WHAT THE TASK REQUIRES
Report the number of lines in the material below that contain "integer", without any other words.

════════

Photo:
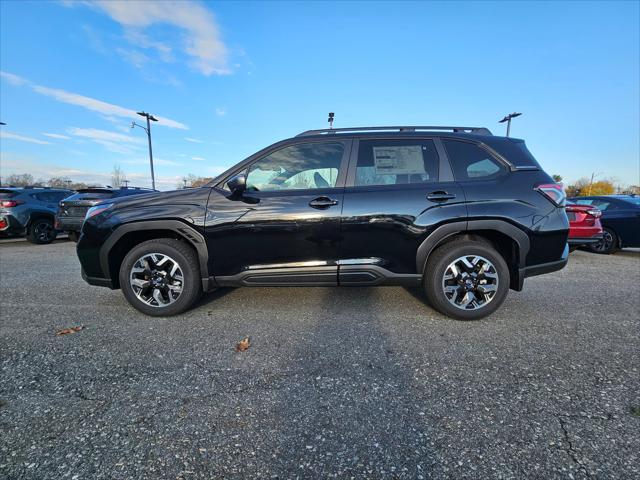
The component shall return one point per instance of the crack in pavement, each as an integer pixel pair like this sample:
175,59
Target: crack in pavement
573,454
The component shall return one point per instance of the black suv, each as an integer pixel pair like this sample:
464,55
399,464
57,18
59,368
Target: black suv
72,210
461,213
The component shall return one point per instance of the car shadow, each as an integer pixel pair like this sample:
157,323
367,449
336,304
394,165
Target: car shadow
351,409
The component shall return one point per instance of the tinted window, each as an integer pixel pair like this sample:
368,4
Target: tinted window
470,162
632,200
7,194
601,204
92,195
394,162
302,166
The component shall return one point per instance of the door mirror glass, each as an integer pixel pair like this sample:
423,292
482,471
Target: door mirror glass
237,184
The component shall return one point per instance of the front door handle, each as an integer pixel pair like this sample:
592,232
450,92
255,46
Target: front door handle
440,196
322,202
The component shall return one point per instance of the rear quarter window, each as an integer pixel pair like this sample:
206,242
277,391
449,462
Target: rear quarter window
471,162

════════

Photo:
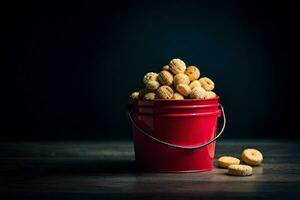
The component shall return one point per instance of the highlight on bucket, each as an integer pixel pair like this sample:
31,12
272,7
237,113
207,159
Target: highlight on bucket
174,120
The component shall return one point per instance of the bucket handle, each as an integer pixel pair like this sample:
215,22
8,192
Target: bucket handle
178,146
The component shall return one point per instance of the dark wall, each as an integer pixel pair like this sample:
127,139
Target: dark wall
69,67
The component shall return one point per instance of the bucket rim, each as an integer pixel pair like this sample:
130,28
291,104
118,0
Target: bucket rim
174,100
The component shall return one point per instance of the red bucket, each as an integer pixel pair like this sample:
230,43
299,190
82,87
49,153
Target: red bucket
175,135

════════

ANSWER TO THE EXERCISE
12